The problem: Please extract each line of the listing below that contains the word "seat".

===

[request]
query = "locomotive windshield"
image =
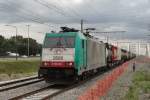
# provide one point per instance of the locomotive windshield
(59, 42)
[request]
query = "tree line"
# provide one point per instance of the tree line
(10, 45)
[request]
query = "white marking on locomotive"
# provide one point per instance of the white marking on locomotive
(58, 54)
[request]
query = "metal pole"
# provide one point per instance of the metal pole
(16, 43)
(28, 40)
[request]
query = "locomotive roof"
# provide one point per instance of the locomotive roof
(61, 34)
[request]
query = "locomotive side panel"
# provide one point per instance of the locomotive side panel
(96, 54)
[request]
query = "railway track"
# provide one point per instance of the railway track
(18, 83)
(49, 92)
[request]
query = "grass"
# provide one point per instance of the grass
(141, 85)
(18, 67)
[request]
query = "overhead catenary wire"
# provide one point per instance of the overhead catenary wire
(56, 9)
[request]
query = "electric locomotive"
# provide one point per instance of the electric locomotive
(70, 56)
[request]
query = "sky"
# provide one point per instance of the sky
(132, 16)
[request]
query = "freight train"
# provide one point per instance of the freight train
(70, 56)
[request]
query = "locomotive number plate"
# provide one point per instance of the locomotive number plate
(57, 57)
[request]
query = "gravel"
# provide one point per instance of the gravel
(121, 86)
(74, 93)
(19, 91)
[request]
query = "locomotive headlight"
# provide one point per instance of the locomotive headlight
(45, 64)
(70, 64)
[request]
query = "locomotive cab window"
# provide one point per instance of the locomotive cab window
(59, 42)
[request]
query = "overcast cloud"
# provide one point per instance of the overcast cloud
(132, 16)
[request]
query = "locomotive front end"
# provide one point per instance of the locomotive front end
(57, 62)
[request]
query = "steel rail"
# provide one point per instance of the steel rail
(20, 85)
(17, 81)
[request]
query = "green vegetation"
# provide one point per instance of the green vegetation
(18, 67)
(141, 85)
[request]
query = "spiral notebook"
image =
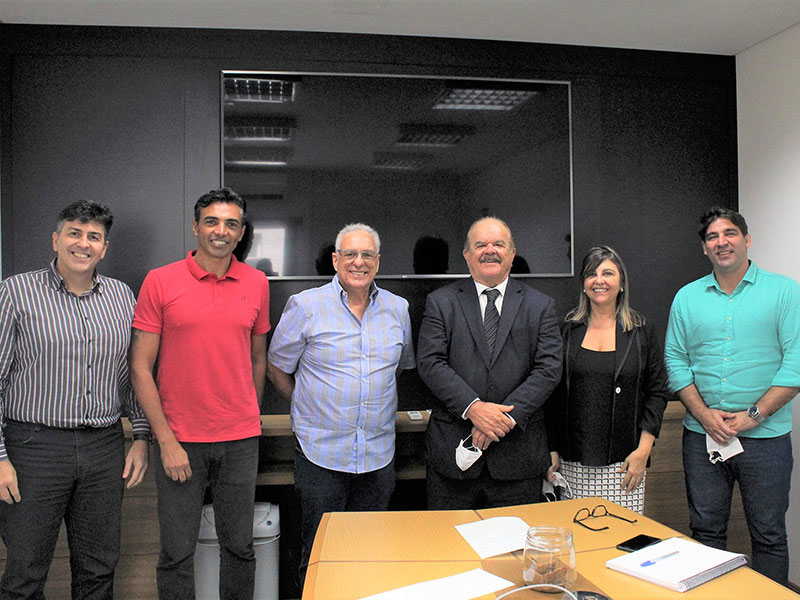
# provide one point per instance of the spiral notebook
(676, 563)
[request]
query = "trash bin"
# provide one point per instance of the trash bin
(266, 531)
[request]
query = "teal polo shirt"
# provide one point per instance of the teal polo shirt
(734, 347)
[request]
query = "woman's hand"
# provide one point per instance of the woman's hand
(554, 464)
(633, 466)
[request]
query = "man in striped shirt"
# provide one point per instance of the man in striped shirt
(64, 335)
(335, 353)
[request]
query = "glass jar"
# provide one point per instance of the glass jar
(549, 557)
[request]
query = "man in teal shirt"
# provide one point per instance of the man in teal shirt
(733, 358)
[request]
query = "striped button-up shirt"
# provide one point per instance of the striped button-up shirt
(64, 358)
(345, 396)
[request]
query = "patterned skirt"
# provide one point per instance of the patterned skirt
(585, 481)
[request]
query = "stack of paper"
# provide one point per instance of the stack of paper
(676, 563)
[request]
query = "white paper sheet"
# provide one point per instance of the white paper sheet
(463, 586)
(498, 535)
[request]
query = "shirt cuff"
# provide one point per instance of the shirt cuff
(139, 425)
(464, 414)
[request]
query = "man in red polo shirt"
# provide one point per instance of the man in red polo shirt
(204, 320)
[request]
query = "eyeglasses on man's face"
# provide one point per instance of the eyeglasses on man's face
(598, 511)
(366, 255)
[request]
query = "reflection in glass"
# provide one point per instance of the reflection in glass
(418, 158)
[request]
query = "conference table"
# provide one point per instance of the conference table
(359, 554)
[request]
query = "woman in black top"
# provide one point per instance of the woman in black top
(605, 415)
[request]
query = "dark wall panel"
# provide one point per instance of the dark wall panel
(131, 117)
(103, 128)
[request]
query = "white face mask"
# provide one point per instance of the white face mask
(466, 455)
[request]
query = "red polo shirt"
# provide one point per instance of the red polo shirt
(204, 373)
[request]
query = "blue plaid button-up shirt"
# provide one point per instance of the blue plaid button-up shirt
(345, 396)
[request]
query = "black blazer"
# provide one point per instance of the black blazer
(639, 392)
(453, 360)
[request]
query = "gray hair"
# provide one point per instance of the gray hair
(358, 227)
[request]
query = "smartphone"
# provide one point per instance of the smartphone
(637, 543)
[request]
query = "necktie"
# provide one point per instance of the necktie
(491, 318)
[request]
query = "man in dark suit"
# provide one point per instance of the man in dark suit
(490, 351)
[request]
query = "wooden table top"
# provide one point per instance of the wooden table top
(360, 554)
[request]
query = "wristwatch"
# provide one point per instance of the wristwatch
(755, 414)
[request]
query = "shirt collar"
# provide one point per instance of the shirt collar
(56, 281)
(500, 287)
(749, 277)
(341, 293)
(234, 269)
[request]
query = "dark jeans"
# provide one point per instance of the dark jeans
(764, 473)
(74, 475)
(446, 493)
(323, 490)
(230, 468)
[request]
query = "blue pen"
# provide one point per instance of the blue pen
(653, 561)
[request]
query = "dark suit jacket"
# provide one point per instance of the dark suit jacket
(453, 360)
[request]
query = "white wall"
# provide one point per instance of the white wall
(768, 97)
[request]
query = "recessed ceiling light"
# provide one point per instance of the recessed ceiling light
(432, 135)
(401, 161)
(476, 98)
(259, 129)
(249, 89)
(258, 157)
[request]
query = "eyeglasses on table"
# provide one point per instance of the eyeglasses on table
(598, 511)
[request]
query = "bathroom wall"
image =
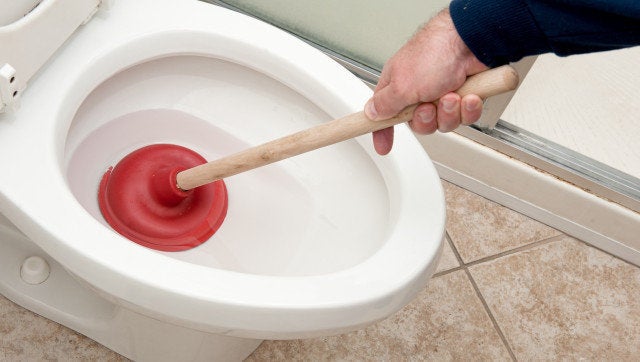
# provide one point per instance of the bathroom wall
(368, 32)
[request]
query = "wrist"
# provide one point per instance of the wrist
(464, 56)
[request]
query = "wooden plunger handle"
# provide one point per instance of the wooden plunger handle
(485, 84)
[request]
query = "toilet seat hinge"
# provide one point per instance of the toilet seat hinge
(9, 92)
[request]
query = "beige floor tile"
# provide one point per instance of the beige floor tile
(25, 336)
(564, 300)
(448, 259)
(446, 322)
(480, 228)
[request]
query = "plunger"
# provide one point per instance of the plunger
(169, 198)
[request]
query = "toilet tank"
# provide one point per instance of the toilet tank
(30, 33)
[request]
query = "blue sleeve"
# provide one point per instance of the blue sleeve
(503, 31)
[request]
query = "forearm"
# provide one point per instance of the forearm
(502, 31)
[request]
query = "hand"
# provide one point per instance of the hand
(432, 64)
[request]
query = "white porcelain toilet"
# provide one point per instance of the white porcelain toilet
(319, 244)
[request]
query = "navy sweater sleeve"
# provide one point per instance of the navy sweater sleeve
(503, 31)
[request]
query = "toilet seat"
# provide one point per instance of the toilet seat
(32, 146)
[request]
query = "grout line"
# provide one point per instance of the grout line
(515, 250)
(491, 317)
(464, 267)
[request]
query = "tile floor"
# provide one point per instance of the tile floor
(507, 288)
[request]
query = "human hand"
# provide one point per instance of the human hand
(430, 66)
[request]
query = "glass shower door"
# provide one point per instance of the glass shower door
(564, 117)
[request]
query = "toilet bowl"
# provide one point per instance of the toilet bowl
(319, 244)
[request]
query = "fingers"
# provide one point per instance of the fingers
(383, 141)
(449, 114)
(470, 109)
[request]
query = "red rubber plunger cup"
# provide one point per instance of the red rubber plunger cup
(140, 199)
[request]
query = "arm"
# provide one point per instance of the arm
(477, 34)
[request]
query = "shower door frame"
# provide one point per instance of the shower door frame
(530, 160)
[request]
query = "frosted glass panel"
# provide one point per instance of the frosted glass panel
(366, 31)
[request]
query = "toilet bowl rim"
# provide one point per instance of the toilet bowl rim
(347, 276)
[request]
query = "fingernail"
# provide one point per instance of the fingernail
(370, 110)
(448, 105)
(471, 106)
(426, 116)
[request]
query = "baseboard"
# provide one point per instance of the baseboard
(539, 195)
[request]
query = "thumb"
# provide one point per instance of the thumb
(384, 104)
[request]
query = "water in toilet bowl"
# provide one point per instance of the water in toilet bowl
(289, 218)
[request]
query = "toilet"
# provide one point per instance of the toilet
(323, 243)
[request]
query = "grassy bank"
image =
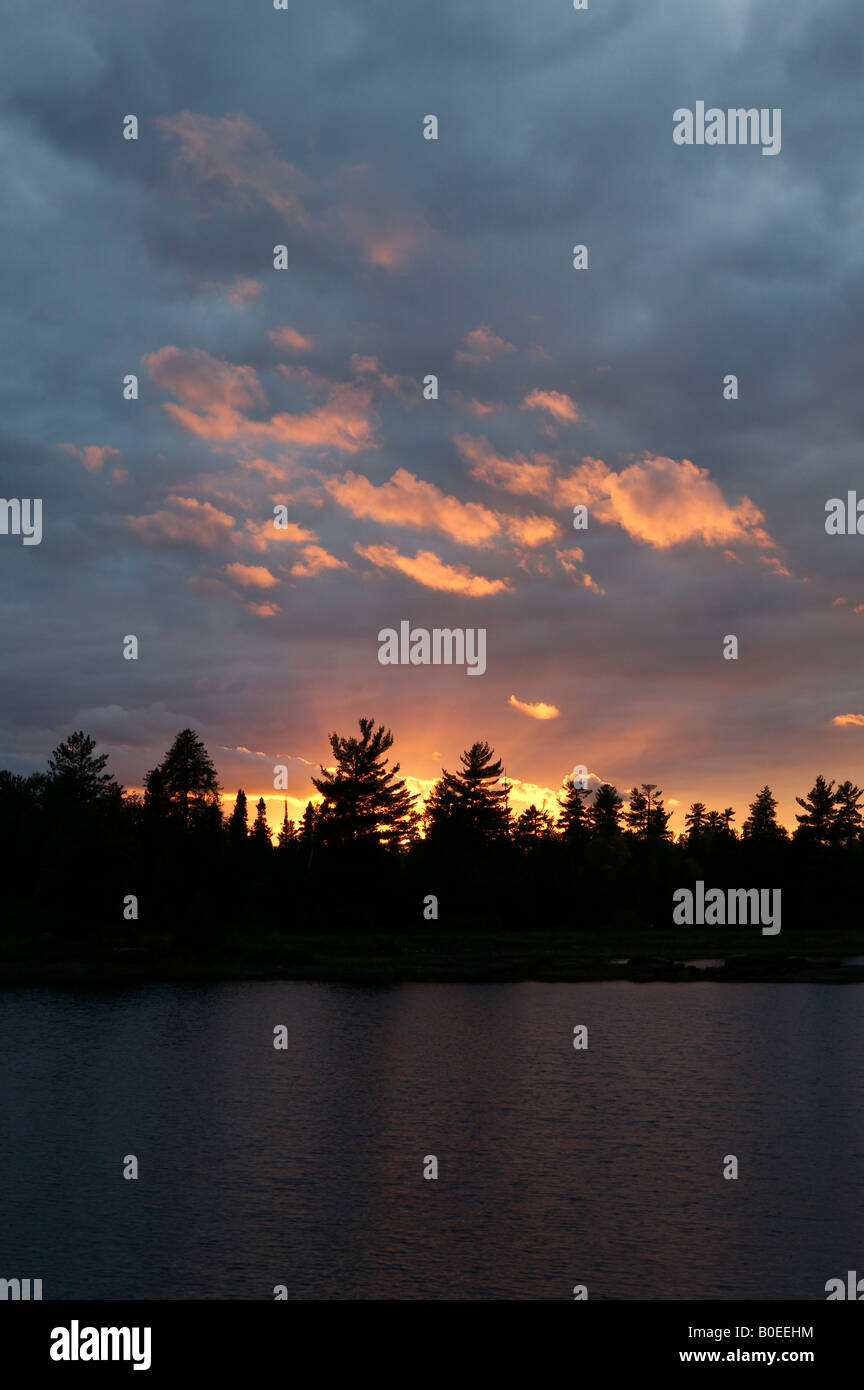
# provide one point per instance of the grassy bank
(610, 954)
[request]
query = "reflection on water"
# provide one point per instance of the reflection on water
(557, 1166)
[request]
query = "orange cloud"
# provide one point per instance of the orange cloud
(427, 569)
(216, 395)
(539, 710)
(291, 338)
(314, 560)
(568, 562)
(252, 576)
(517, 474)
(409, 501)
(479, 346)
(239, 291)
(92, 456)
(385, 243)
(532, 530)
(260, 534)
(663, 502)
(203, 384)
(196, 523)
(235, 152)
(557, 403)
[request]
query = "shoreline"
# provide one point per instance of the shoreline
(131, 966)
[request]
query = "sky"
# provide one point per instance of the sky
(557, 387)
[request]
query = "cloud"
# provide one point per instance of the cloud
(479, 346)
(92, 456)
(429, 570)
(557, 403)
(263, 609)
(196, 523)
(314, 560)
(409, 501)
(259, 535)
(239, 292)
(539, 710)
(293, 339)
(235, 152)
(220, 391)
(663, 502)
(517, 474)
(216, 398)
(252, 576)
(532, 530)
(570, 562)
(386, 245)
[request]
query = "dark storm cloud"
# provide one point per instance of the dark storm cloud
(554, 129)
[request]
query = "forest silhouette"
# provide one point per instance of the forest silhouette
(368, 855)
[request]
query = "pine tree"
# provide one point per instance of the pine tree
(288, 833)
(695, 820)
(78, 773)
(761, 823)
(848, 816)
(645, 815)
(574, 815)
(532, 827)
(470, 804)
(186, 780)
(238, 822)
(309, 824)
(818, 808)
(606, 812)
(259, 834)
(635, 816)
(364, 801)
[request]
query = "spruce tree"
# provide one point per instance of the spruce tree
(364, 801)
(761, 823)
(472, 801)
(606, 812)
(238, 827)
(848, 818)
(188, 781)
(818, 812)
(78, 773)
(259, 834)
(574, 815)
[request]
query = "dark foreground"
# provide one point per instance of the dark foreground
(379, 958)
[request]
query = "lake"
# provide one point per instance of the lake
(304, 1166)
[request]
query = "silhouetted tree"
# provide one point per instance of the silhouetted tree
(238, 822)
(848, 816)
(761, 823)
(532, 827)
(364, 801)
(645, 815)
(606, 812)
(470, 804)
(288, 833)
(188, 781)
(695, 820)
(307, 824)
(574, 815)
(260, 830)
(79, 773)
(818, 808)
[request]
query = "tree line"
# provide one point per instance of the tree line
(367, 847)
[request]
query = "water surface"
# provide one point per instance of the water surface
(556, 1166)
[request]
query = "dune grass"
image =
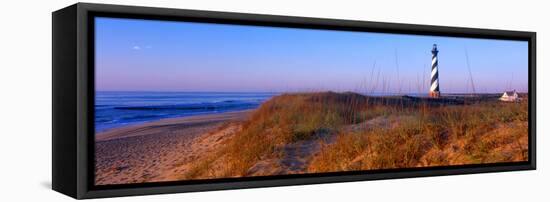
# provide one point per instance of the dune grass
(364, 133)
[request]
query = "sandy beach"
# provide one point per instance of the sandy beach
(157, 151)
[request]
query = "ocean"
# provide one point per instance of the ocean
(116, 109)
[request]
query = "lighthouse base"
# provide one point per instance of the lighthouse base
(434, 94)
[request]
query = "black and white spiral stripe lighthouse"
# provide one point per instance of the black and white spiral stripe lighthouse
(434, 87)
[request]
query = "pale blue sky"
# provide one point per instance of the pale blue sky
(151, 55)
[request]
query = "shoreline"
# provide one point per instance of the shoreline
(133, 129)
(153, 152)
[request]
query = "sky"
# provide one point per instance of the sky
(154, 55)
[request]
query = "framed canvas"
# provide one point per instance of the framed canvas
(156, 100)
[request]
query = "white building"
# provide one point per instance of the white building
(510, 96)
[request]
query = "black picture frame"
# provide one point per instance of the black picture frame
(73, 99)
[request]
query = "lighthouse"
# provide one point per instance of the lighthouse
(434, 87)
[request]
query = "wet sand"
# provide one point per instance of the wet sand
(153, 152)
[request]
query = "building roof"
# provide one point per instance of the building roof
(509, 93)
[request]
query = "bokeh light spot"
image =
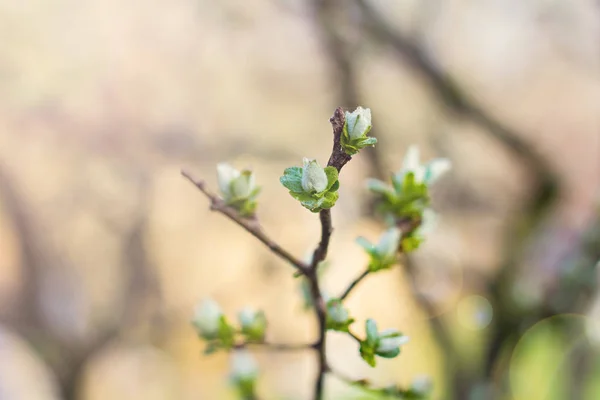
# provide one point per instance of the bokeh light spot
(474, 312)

===

In response:
query = "toilet seat hinge"
# provide one point per instance of the toilet seat hinge
query = "toilet seat"
# provide one point per instance of the toilet seat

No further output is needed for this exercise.